To do
Please pick up the text on database crash recovery right after its last sentence and continue it.

Recovery View as a PDF

Theme Song: end of THE WORLD

What happens when our database crashes? What if we lose power for a moment or run out of memory? In dramatic terms, how can our database be prepared for the end of THE WORLD? The answer is recovery! In this assignment, you'll make your database crash-tolerant using write-ahead logging and recovery.

Background Knowledge

Write-Ahead Logging

When our database crashes, we lose everything that was stored in volatile memory. Write-ahead logging aims to solve this problem by storing enough information to recreate the state of the database after a crash.

In write-ahead logging, we write a log specifying the action we undertook before we actually do it. For example, if we inserted (10, 10) into the database, we would write a log that might look like "< Tx1, INSERT, 10, 10, tablename >", indicating that transaction 1 inserted the value (10, 10) into table "tablename". If we do this for every write action a database undertakes, then we will be able to recover just by replaying the log!

You might be tempted to remark that write-ahead logging seems redundant and slow; why don't we just save the state of the database each time? The nature of write-ahead logging makes writing a log much less expensive than flushing a page: in short, appending a string to a file is much cheaper than mutating a data structure and flushing the corresponding pages.

Checkpoints

Let's say we've crashed and decide to recover our database by replaying history. You may have noticed that it is rather inefficient to replay a database's entire history. Especially since our database already has data stored on disk, we want to do the minimum amount of work required to restore the database.

To achieve this, we use checkpoints. A checkpoint is a point in the logs where we can be sure that all data in memory was flushed to disk. In other words, there is no need to replay information up to a checkpoint, since it already exists on disk. A checkpoint log also contains information specifying which transactions are currently active; as you will see soon, this is imperative for recovery, since it gives us information about what instructions should actually be undone.

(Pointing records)
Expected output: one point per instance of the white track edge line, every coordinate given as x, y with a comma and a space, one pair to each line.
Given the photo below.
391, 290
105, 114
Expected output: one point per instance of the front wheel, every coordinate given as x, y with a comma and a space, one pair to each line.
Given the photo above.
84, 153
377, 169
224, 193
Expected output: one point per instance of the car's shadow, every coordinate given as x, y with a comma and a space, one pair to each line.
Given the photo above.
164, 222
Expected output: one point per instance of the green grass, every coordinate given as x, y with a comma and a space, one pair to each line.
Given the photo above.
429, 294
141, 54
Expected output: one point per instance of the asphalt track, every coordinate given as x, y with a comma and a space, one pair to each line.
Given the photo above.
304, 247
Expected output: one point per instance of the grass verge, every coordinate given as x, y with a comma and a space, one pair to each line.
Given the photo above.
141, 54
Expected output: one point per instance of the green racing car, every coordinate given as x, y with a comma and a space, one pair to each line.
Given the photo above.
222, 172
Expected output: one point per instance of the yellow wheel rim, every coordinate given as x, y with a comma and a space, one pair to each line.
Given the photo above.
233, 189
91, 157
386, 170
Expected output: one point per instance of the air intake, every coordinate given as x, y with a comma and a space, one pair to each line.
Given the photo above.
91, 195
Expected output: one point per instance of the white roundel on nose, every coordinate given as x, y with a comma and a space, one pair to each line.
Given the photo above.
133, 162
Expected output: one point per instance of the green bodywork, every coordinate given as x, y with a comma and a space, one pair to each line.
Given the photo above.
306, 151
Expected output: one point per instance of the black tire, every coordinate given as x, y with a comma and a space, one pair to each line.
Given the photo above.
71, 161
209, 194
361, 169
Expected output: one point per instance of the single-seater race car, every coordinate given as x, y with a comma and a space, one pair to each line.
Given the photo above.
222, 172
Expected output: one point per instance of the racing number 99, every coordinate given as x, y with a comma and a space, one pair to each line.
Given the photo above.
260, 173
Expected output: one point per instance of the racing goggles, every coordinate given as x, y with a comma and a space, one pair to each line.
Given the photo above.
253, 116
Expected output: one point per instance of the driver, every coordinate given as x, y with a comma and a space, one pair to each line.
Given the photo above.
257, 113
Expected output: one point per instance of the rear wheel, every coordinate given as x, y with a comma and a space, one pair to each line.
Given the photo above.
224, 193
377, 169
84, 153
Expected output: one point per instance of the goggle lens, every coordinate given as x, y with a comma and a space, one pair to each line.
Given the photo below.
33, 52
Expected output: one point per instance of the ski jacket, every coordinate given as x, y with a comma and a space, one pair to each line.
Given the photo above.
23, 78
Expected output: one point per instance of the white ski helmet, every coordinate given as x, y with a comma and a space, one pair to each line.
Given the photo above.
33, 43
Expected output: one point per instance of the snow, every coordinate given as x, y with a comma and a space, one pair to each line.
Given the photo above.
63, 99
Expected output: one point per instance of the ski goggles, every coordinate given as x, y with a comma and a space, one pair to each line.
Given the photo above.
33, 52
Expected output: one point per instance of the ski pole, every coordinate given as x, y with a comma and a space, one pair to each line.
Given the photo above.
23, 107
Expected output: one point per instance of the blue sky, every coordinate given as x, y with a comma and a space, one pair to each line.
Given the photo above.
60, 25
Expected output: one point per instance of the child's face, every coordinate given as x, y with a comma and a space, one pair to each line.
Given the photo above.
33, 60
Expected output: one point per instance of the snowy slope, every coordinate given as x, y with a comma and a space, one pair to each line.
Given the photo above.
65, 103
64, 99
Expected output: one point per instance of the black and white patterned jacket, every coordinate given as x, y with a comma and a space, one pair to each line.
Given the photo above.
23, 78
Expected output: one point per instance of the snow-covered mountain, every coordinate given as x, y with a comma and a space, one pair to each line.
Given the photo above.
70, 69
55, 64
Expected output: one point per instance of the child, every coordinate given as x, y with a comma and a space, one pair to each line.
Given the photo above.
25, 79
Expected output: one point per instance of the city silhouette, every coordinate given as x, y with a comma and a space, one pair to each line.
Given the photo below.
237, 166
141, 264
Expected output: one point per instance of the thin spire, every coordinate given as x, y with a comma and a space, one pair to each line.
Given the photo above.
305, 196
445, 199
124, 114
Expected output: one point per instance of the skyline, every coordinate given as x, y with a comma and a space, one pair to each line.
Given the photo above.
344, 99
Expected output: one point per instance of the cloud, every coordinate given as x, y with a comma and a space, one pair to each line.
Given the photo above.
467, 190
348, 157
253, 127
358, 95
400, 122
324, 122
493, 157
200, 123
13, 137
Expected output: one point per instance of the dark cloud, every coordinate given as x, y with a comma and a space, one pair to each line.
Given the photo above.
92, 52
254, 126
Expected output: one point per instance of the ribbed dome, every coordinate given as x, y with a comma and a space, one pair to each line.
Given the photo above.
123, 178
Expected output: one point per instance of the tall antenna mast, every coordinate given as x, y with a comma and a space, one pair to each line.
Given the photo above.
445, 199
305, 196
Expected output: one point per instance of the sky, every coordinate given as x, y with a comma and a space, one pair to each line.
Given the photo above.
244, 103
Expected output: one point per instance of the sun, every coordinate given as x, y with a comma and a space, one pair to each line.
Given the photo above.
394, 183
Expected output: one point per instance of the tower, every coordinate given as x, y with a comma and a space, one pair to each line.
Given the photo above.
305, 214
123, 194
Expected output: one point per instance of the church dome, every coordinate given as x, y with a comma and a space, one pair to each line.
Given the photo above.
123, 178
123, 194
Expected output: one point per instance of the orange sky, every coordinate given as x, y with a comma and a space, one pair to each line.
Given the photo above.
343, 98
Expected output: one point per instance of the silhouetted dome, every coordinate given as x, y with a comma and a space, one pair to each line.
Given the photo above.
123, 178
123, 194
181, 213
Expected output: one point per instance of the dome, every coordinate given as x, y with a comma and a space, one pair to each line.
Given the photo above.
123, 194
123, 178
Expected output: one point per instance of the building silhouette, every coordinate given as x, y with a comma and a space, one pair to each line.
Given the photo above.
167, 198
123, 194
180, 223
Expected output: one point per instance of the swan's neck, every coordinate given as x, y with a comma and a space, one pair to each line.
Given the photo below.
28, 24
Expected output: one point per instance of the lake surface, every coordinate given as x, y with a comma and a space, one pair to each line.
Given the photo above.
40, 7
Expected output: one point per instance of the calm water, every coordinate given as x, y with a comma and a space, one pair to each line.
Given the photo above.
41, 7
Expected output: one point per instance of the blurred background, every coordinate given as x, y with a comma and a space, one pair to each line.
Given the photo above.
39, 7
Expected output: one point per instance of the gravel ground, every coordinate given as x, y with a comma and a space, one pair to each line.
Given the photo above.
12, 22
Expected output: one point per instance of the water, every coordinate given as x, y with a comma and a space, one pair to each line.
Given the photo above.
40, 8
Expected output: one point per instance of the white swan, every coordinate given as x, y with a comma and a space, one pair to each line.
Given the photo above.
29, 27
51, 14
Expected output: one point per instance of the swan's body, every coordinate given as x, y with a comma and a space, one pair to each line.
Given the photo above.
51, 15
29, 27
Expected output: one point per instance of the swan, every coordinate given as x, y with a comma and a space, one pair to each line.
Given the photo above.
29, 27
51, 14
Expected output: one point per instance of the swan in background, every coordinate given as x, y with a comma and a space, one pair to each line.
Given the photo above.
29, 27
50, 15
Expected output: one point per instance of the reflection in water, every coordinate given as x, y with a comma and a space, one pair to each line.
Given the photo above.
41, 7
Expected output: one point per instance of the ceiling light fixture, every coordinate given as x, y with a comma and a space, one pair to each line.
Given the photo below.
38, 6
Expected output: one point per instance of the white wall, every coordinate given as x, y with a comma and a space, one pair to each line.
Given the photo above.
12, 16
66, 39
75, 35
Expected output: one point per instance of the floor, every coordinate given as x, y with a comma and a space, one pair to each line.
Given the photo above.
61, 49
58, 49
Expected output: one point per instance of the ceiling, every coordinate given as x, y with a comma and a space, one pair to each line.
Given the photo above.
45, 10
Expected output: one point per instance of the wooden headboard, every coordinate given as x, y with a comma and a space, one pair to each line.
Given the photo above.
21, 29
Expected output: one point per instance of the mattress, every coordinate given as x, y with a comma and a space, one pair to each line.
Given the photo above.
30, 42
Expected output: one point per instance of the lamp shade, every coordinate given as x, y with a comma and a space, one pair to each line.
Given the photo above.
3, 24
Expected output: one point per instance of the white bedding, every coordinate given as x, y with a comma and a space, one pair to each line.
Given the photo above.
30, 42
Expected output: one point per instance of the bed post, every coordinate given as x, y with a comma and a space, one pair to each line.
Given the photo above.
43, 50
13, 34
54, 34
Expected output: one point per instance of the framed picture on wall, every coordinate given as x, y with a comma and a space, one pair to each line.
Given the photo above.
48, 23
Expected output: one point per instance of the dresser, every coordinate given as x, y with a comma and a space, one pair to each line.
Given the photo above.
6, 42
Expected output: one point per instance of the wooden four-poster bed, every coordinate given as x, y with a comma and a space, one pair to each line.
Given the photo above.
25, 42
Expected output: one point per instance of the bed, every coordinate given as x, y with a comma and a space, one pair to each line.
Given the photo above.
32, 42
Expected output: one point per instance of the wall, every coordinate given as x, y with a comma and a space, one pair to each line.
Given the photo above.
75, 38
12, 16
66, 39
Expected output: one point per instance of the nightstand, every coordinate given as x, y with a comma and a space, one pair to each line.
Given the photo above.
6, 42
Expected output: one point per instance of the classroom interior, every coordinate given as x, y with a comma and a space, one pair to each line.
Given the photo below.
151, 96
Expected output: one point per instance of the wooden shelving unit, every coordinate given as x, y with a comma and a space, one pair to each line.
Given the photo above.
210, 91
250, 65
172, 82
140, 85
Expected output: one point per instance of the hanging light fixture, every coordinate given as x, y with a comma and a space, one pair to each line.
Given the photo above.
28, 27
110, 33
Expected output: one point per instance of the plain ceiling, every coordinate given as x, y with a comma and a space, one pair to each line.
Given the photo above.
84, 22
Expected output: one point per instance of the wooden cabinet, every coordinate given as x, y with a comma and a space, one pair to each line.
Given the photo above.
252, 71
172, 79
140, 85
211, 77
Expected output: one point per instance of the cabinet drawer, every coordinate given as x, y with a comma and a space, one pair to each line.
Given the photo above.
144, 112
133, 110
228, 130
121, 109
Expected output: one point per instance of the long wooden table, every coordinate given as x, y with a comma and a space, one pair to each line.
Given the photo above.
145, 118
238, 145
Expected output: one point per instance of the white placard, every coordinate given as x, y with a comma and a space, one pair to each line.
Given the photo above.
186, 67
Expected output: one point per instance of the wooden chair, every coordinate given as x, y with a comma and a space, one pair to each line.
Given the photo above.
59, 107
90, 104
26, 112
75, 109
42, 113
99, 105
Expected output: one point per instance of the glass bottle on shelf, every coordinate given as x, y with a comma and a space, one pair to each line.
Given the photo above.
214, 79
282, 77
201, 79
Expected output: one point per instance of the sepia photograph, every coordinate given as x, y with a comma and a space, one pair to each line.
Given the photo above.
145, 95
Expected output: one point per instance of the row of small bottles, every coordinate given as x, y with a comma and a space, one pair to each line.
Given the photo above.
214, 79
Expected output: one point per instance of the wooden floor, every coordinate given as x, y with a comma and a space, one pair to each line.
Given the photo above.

Written response
When we call checkpoint on the REPL, we first flush all pages to disk, then write a checkpoint log to disk. This order is important; if we wrote the log first, but crashed during the flush itself, our recovery algorithm would not work!

Log Types

Now that we understand checkpoints, we should introduce the other kinds of logs. There are five kinds of logs in our database: TABLE logs, EDIT logs, START logs, COMMIT logs, and CHECKPOINT logs.

TABLE logs signify the creation of a table. The structure of a TABLE log is < create tblType table tblName >, where tblType is either hash or btree, and tblName is the name of the table.

EDIT logs signify actions that have modified the state of the database; for example, before a database insertion, deletion, or update, an EDIT log is written to disk. The structure of an EDIT log is < Tx, table, INSERT|DELETE|UPDATE, key, oldval, newval >, where Tx is the transaction that undertook this edit, table is the affected table, key is the affected key, and oldval and newval after the before and after results. Note that oldval xor newval can be null - think about why!

START logs signify the beginning of a new transaction. The structure of a START log is < Tx start >.

COMMIT logs signify the end of a running transaction. The structure of a COMMIT log is < Tx commit >.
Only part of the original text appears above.